> _ENTRIES_:
□ □ □ □ □ □ □
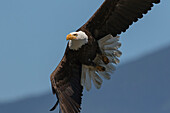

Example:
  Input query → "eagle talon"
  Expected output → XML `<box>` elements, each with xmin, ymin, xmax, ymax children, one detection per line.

<box><xmin>96</xmin><ymin>66</ymin><xmax>106</xmax><ymax>71</ymax></box>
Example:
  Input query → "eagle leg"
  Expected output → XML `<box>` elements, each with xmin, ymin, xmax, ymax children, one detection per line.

<box><xmin>102</xmin><ymin>55</ymin><xmax>110</xmax><ymax>64</ymax></box>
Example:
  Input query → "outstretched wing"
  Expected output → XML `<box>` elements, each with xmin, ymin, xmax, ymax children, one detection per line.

<box><xmin>50</xmin><ymin>50</ymin><xmax>83</xmax><ymax>113</ymax></box>
<box><xmin>80</xmin><ymin>0</ymin><xmax>160</xmax><ymax>39</ymax></box>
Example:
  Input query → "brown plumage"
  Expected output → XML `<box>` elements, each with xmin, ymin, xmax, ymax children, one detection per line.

<box><xmin>50</xmin><ymin>0</ymin><xmax>160</xmax><ymax>113</ymax></box>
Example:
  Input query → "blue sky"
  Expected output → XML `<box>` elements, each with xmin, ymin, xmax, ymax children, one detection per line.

<box><xmin>0</xmin><ymin>0</ymin><xmax>170</xmax><ymax>102</ymax></box>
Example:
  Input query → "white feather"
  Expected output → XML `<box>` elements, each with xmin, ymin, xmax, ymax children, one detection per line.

<box><xmin>103</xmin><ymin>42</ymin><xmax>121</xmax><ymax>50</ymax></box>
<box><xmin>81</xmin><ymin>34</ymin><xmax>122</xmax><ymax>91</ymax></box>
<box><xmin>98</xmin><ymin>71</ymin><xmax>110</xmax><ymax>80</ymax></box>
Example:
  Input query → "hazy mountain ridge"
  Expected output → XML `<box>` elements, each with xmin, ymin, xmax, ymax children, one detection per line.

<box><xmin>0</xmin><ymin>47</ymin><xmax>170</xmax><ymax>113</ymax></box>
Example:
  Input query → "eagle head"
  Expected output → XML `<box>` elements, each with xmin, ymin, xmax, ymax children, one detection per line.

<box><xmin>66</xmin><ymin>31</ymin><xmax>88</xmax><ymax>50</ymax></box>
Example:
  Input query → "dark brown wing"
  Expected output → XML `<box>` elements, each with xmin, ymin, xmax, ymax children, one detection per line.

<box><xmin>50</xmin><ymin>47</ymin><xmax>83</xmax><ymax>113</ymax></box>
<box><xmin>80</xmin><ymin>0</ymin><xmax>160</xmax><ymax>39</ymax></box>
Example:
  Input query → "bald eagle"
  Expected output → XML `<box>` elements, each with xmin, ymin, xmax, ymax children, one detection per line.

<box><xmin>50</xmin><ymin>0</ymin><xmax>160</xmax><ymax>113</ymax></box>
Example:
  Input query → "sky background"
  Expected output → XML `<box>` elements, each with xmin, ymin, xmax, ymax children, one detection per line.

<box><xmin>0</xmin><ymin>0</ymin><xmax>170</xmax><ymax>102</ymax></box>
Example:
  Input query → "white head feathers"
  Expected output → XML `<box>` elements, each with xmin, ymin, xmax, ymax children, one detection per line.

<box><xmin>67</xmin><ymin>31</ymin><xmax>88</xmax><ymax>50</ymax></box>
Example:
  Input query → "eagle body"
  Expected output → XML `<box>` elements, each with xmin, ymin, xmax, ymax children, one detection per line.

<box><xmin>50</xmin><ymin>0</ymin><xmax>160</xmax><ymax>113</ymax></box>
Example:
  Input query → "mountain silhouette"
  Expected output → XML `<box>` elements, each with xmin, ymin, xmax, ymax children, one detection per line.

<box><xmin>0</xmin><ymin>46</ymin><xmax>170</xmax><ymax>113</ymax></box>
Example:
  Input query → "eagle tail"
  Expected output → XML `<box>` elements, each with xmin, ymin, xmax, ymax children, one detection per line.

<box><xmin>50</xmin><ymin>100</ymin><xmax>59</xmax><ymax>111</ymax></box>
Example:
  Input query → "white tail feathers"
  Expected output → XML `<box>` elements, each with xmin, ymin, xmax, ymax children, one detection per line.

<box><xmin>81</xmin><ymin>34</ymin><xmax>122</xmax><ymax>91</ymax></box>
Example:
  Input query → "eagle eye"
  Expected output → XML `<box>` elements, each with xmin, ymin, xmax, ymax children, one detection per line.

<box><xmin>73</xmin><ymin>34</ymin><xmax>78</xmax><ymax>36</ymax></box>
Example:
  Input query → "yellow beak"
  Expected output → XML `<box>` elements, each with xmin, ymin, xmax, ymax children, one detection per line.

<box><xmin>66</xmin><ymin>34</ymin><xmax>77</xmax><ymax>40</ymax></box>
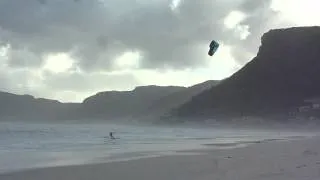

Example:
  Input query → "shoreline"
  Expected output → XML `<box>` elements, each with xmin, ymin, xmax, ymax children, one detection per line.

<box><xmin>0</xmin><ymin>136</ymin><xmax>320</xmax><ymax>180</ymax></box>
□ □ □ □ □ □ □
> _WHAT YOU HAVE TO DO_: List every line above that contains the word "white", copying each one unchanged.

> _CORRECT RESULT_:
  Input query → "white feather"
  Input query → "white head feathers"
  Input query → "white tail feathers"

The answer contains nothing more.